------ GIVEN TEXT ------

Alexander James Harper was an American businessman and politician who served as President of the Common Council (City Council) of Philadelphia during the time of the United States Civil War.

Harper was born July 13, 1816, in Philadelphia, son of the brick manufacturer (and later US Congressman) James Harper and his wife Charlotte Alford Sloan Harper. In 1838, he married Caroline Emily Holmes, connecting his family by kinship to a set of New England political families that included the Adams family of Massachusetts. Caroline died shortly after the birth of their only child, who would grow up to be the businessman and inventor James Holmes Harper.

Alexander James Harper followed his father on a dual track of business and public service, and was elected to the Philadelphia Board of Guardians of the Poor in 1847. In 1854, he was elected to represent the Eleventh Ward on the Philadelphia Common Council, and in 1861 returned to the Council for eight more years, representing the Eighth Ward. He served a one-year term as President of the Council in 1864, at the height of the Civil War, and remained a member until 1869. At the time of his death later that year, he was President of the Nicholson Wood Paving Company and a Trustee of the Philadelphia Gas Works.

Contemporary reports characterize Harper as a “zealous Republican,” and an “ever active and vigilant” man who “intimately identified himself with all reform measures.” A member of the Union League and the National Union Club, he was dedicated to the cause of maintaining the union. In 1865, in the wake of Abraham Lincoln's assassination, Harper was appointed to the Committee of Arrangements, the group that handled the Philadelphia reception and lying-in-state of the president's body.

Harper was a well-loved and respected figure: as the Sunday Morning Times eulogized, “in his private relations he was courteous and agreeable, in his public, honest and clear-sighted; in all, a true and noble man.” He had the confidence of the opposition and a reputation for integrity. These qualities encouraged supporters to try to convince him to stand as the Republican candidate for mayor in the 1868 election. He declined, however, and the party ran General Hector Tyndale instead. Within a year, Harper died of an unexpected and sudden illness of the bowels, at the family house on Rittenhouse Square, in August 1869.

------ THE DATA ------

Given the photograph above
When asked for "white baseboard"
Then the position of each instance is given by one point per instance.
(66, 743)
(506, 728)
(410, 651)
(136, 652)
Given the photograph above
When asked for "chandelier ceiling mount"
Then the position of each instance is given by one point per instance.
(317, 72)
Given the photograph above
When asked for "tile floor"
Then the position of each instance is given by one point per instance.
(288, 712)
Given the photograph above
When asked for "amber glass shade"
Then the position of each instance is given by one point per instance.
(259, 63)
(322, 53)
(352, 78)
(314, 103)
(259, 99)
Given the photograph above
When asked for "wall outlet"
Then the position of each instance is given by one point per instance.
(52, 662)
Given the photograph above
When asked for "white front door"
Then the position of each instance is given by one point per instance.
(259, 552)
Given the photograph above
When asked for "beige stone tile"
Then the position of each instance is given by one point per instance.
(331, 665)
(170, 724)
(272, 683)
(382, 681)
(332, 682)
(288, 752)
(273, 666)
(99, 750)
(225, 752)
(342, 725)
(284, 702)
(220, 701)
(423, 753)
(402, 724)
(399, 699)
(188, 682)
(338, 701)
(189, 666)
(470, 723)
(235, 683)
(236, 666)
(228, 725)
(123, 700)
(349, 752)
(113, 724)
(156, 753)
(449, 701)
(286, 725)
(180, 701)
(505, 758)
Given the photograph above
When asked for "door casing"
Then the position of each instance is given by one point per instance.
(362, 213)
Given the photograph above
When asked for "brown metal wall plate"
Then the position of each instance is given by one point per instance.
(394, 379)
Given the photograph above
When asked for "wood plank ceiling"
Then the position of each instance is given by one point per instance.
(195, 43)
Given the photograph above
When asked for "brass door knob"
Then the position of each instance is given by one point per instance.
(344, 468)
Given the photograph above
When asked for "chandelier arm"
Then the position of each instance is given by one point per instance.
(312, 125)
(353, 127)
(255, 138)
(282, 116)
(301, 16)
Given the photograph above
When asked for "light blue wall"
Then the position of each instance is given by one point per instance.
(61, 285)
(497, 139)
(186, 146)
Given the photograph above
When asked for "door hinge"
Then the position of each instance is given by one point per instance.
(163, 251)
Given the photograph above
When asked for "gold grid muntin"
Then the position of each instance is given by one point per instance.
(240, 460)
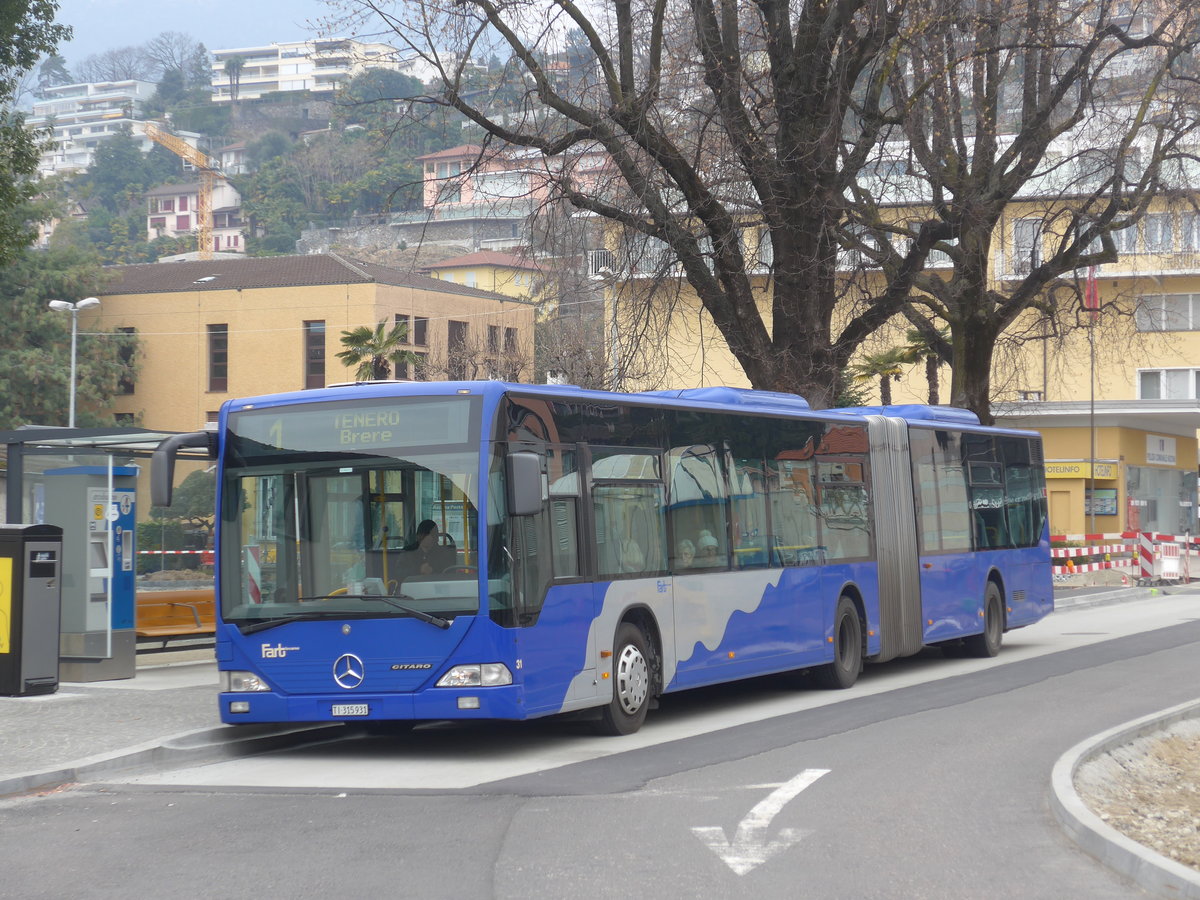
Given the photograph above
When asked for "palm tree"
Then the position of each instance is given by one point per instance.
(375, 349)
(886, 366)
(922, 347)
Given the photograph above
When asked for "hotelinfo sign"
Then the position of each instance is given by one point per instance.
(1080, 468)
(1159, 451)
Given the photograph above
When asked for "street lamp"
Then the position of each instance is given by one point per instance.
(73, 309)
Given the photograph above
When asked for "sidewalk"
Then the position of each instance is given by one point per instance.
(169, 709)
(172, 694)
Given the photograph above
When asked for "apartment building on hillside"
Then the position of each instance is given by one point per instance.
(172, 213)
(81, 117)
(316, 66)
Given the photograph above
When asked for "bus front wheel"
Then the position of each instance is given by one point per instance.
(631, 683)
(988, 643)
(847, 648)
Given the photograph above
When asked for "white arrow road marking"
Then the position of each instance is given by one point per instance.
(750, 846)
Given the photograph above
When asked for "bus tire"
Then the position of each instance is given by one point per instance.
(987, 645)
(631, 683)
(847, 648)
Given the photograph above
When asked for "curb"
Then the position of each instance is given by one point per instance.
(1146, 868)
(192, 748)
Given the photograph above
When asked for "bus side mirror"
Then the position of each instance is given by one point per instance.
(525, 484)
(162, 463)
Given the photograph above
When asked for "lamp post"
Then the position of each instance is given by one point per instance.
(73, 309)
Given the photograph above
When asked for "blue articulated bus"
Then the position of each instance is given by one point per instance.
(480, 550)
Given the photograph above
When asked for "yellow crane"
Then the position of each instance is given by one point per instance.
(207, 169)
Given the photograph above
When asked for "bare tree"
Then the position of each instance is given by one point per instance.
(1043, 127)
(727, 126)
(172, 49)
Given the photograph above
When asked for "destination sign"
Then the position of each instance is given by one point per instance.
(358, 426)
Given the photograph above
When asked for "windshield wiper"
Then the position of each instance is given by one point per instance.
(263, 624)
(430, 618)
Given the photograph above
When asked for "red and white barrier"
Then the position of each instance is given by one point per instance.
(1155, 556)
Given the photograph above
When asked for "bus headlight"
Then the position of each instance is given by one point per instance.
(241, 683)
(487, 675)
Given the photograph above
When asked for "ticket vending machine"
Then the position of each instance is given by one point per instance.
(95, 507)
(30, 581)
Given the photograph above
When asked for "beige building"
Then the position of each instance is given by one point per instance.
(211, 330)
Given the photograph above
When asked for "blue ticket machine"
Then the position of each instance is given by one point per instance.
(96, 508)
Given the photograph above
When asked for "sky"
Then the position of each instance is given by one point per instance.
(219, 24)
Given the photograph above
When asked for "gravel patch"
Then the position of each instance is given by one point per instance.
(1150, 791)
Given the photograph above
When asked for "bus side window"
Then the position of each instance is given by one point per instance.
(748, 502)
(630, 529)
(697, 505)
(793, 513)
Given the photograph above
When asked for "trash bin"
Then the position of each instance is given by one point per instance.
(30, 591)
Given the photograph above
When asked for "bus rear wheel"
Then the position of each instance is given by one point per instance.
(988, 643)
(847, 648)
(631, 683)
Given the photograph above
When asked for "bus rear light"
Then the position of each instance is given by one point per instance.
(243, 683)
(489, 675)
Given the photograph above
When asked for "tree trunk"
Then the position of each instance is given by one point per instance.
(971, 385)
(931, 366)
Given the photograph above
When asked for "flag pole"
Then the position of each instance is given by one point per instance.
(1092, 301)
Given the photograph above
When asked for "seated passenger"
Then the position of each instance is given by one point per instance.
(429, 556)
(633, 559)
(708, 550)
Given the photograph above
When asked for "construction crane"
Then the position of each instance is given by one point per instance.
(207, 168)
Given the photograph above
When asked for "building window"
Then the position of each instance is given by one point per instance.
(1159, 237)
(125, 352)
(315, 354)
(1026, 245)
(219, 358)
(456, 345)
(1168, 383)
(1126, 240)
(400, 363)
(1189, 232)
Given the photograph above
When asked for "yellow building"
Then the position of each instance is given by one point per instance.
(1116, 466)
(217, 329)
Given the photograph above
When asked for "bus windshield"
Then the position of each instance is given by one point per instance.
(371, 533)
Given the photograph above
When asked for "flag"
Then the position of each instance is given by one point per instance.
(1092, 294)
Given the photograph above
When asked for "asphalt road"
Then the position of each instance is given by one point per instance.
(928, 780)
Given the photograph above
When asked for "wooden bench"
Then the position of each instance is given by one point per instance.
(175, 613)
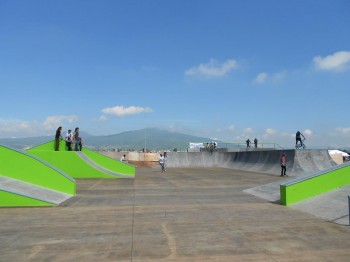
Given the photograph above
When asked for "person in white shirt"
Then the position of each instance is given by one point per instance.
(162, 162)
(69, 139)
(123, 159)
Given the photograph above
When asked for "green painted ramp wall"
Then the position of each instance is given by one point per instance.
(313, 185)
(72, 164)
(26, 167)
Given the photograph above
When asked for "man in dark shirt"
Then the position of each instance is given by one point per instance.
(58, 136)
(298, 136)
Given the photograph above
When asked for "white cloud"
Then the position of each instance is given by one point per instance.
(103, 118)
(20, 128)
(52, 122)
(213, 68)
(248, 130)
(344, 130)
(308, 132)
(261, 78)
(231, 128)
(335, 62)
(121, 111)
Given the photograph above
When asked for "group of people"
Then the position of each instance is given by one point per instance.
(73, 140)
(255, 143)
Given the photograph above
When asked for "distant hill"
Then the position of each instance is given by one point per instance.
(150, 138)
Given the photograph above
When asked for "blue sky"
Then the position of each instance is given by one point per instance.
(224, 69)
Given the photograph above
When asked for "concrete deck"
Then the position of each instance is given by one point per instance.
(185, 214)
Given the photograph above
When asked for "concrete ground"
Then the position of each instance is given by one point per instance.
(182, 215)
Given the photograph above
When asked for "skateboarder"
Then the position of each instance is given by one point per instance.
(283, 165)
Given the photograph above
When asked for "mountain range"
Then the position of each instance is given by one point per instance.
(149, 138)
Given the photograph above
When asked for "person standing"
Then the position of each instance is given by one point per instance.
(58, 137)
(76, 139)
(123, 158)
(248, 143)
(162, 162)
(283, 165)
(80, 143)
(298, 136)
(69, 139)
(256, 142)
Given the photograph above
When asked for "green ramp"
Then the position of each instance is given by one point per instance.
(26, 180)
(303, 188)
(84, 164)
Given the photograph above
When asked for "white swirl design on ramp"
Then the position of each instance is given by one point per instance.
(98, 167)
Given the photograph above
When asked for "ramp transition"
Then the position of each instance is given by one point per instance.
(83, 164)
(26, 180)
(299, 162)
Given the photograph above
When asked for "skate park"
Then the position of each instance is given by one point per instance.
(219, 206)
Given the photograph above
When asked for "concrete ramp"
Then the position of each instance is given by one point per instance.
(100, 168)
(299, 162)
(18, 193)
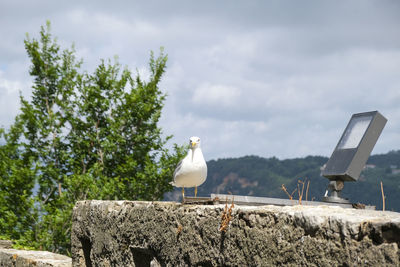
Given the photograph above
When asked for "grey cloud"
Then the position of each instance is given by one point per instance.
(270, 78)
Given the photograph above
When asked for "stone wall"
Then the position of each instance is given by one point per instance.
(26, 258)
(127, 233)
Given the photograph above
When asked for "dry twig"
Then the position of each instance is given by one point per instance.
(308, 185)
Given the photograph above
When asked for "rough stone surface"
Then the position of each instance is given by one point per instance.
(27, 258)
(126, 233)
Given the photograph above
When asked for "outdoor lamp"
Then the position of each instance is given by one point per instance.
(352, 152)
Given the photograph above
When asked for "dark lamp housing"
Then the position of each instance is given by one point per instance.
(352, 152)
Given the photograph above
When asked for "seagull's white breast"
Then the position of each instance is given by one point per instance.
(192, 171)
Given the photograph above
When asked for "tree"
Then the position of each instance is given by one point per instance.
(17, 179)
(91, 136)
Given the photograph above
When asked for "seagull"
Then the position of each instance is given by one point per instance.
(192, 169)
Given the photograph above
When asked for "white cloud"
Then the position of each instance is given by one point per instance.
(216, 95)
(267, 78)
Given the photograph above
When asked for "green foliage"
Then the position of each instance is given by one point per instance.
(88, 136)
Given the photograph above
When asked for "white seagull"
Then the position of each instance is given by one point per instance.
(192, 170)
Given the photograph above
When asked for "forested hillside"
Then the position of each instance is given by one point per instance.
(256, 176)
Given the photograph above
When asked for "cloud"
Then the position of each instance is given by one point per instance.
(269, 78)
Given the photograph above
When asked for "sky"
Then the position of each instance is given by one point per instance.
(267, 78)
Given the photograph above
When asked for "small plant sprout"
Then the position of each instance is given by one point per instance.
(383, 197)
(226, 217)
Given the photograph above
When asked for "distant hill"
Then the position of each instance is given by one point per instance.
(256, 176)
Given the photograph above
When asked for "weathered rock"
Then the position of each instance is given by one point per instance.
(126, 233)
(27, 258)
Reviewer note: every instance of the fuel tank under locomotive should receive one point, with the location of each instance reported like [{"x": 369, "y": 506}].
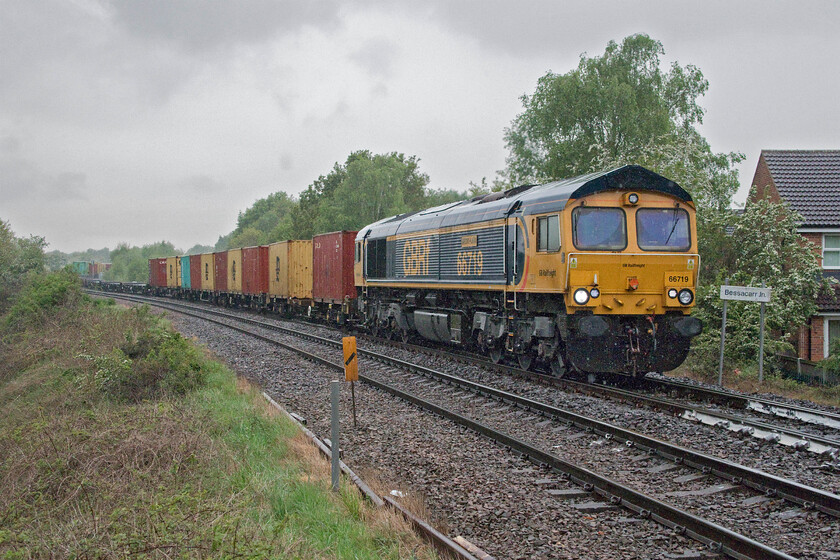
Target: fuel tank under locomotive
[{"x": 629, "y": 344}]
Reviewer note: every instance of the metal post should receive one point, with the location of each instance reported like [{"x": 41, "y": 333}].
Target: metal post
[
  {"x": 761, "y": 344},
  {"x": 353, "y": 392},
  {"x": 335, "y": 388},
  {"x": 722, "y": 338}
]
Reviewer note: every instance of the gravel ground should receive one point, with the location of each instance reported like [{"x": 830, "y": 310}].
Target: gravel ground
[
  {"x": 471, "y": 487},
  {"x": 426, "y": 467}
]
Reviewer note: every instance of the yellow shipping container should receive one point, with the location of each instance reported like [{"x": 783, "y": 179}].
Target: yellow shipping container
[
  {"x": 208, "y": 272},
  {"x": 235, "y": 271},
  {"x": 173, "y": 272},
  {"x": 290, "y": 269}
]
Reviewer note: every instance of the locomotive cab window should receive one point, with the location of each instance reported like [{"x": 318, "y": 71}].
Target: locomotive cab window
[
  {"x": 376, "y": 258},
  {"x": 548, "y": 233},
  {"x": 599, "y": 229},
  {"x": 661, "y": 229}
]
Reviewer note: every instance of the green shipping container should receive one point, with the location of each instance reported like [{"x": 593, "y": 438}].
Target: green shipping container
[{"x": 185, "y": 272}]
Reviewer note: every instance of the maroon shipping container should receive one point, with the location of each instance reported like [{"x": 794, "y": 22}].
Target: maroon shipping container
[
  {"x": 221, "y": 271},
  {"x": 195, "y": 272},
  {"x": 157, "y": 273},
  {"x": 255, "y": 270},
  {"x": 332, "y": 266}
]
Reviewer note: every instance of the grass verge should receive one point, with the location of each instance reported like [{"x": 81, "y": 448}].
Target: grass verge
[{"x": 206, "y": 472}]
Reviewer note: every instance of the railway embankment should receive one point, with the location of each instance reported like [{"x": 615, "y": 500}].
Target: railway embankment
[{"x": 120, "y": 438}]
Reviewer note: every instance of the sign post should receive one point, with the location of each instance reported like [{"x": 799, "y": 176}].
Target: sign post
[
  {"x": 351, "y": 368},
  {"x": 744, "y": 293},
  {"x": 722, "y": 338}
]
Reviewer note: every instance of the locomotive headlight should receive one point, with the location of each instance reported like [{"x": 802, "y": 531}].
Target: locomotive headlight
[{"x": 581, "y": 296}]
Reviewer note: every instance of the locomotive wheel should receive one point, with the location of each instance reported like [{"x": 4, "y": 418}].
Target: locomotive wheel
[
  {"x": 526, "y": 361},
  {"x": 496, "y": 355}
]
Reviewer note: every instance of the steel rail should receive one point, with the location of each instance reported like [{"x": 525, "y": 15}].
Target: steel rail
[
  {"x": 715, "y": 537},
  {"x": 765, "y": 483}
]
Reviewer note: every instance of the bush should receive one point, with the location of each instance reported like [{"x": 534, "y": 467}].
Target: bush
[
  {"x": 832, "y": 363},
  {"x": 41, "y": 296},
  {"x": 157, "y": 362}
]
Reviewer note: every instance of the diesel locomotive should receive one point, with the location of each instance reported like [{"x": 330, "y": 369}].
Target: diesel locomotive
[
  {"x": 591, "y": 274},
  {"x": 595, "y": 275}
]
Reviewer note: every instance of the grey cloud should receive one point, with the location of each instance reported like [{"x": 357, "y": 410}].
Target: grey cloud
[
  {"x": 22, "y": 180},
  {"x": 197, "y": 25},
  {"x": 9, "y": 145},
  {"x": 202, "y": 184},
  {"x": 376, "y": 56}
]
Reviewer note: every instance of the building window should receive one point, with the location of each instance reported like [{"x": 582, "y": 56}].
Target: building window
[
  {"x": 548, "y": 233},
  {"x": 832, "y": 332},
  {"x": 831, "y": 251}
]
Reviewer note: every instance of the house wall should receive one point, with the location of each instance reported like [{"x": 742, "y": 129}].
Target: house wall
[
  {"x": 817, "y": 333},
  {"x": 763, "y": 181}
]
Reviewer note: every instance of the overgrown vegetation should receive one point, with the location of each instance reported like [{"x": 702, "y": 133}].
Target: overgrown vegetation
[
  {"x": 94, "y": 465},
  {"x": 621, "y": 108}
]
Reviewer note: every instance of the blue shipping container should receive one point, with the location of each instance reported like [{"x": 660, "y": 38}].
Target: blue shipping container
[{"x": 185, "y": 273}]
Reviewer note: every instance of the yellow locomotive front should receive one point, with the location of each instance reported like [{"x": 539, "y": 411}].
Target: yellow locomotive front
[{"x": 626, "y": 263}]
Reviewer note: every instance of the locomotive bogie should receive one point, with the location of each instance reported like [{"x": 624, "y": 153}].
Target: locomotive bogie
[{"x": 592, "y": 274}]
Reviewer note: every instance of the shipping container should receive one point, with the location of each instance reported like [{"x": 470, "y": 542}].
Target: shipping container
[
  {"x": 185, "y": 273},
  {"x": 234, "y": 285},
  {"x": 173, "y": 272},
  {"x": 332, "y": 266},
  {"x": 80, "y": 268},
  {"x": 255, "y": 270},
  {"x": 220, "y": 271},
  {"x": 208, "y": 272},
  {"x": 290, "y": 269},
  {"x": 195, "y": 272},
  {"x": 157, "y": 273}
]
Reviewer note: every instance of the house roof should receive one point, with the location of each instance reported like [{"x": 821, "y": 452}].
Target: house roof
[
  {"x": 525, "y": 200},
  {"x": 808, "y": 180}
]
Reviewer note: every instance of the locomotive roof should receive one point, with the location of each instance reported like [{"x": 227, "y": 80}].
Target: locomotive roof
[{"x": 525, "y": 200}]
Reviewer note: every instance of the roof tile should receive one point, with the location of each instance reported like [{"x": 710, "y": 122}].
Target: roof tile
[{"x": 808, "y": 180}]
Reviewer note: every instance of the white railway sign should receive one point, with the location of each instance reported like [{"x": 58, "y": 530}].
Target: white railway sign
[{"x": 745, "y": 293}]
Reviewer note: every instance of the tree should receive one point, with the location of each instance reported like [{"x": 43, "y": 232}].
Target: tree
[
  {"x": 20, "y": 259},
  {"x": 621, "y": 102},
  {"x": 367, "y": 188}
]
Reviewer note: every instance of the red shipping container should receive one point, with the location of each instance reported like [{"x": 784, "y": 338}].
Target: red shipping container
[
  {"x": 332, "y": 266},
  {"x": 157, "y": 273},
  {"x": 221, "y": 271},
  {"x": 255, "y": 270},
  {"x": 195, "y": 272}
]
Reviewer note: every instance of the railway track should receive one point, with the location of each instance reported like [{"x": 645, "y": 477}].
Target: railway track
[
  {"x": 749, "y": 486},
  {"x": 825, "y": 445}
]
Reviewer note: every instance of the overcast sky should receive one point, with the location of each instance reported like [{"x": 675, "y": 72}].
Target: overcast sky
[{"x": 137, "y": 121}]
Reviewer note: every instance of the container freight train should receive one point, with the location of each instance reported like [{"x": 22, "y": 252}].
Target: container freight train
[{"x": 595, "y": 274}]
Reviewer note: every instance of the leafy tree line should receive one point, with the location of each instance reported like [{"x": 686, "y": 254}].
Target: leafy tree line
[
  {"x": 622, "y": 108},
  {"x": 366, "y": 188},
  {"x": 20, "y": 259}
]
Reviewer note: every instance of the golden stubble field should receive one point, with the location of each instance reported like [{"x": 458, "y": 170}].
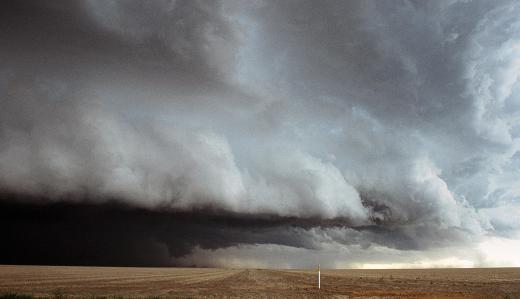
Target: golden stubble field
[{"x": 50, "y": 281}]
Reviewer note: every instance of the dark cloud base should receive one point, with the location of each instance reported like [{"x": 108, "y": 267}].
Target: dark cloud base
[{"x": 113, "y": 234}]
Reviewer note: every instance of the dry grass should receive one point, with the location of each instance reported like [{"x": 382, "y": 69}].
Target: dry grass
[{"x": 58, "y": 282}]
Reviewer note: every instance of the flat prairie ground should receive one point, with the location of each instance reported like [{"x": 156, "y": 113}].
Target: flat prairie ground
[{"x": 117, "y": 282}]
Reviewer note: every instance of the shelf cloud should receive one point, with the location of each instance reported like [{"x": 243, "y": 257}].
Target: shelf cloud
[{"x": 239, "y": 132}]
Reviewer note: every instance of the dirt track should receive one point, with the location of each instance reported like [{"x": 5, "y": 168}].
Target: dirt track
[{"x": 253, "y": 283}]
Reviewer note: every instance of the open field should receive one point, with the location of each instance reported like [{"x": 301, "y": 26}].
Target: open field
[{"x": 47, "y": 281}]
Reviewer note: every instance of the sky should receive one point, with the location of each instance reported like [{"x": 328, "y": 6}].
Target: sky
[{"x": 279, "y": 134}]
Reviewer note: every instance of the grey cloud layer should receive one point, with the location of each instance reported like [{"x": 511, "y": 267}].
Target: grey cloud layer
[{"x": 398, "y": 116}]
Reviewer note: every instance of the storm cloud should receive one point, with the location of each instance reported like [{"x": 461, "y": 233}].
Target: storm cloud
[{"x": 352, "y": 127}]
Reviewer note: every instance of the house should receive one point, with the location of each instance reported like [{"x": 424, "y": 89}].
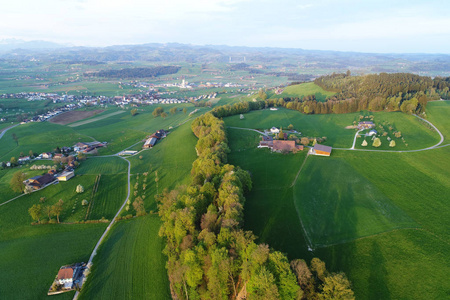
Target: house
[
  {"x": 279, "y": 145},
  {"x": 286, "y": 146},
  {"x": 65, "y": 277},
  {"x": 321, "y": 150},
  {"x": 38, "y": 182},
  {"x": 366, "y": 125},
  {"x": 66, "y": 175},
  {"x": 372, "y": 132},
  {"x": 149, "y": 143},
  {"x": 274, "y": 130},
  {"x": 46, "y": 155}
]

------

#### WHAT YOU NEED TO DO:
1. Can you sum up the biography of Alexander James Harper in two sentences?
2. Would you echo the Harper biography word for word, beginning at "Harper was born" and stopping after "James Holmes Harper."?

#### ANSWERS FOR THE EXERCISE:
1. Alexander James Harper, born in Philadelphia in 1816, was a businessman and Republican politician who served on the city's Common Council and was its President in 1864, during the Civil War. Respected for his integrity, he helped arrange the Philadelphia lying-in-state of Lincoln's body, declined to run for mayor in 1868, and died of a sudden illness in August 1869.

2.
Harper was born July 13, 1816, in Philadelphia, son of the brick manufacturer (and later US Congressman) James Harper and his wife Charlotte Alford Sloan Harper. In 1838, he married Caroline Emily Holmes, connecting his family by kinship to a set of New England political families that included the Adams family of Massachusetts. Caroline died shortly after the birth of their only child, who would grow up to be the businessman and inventor James Holmes Harper.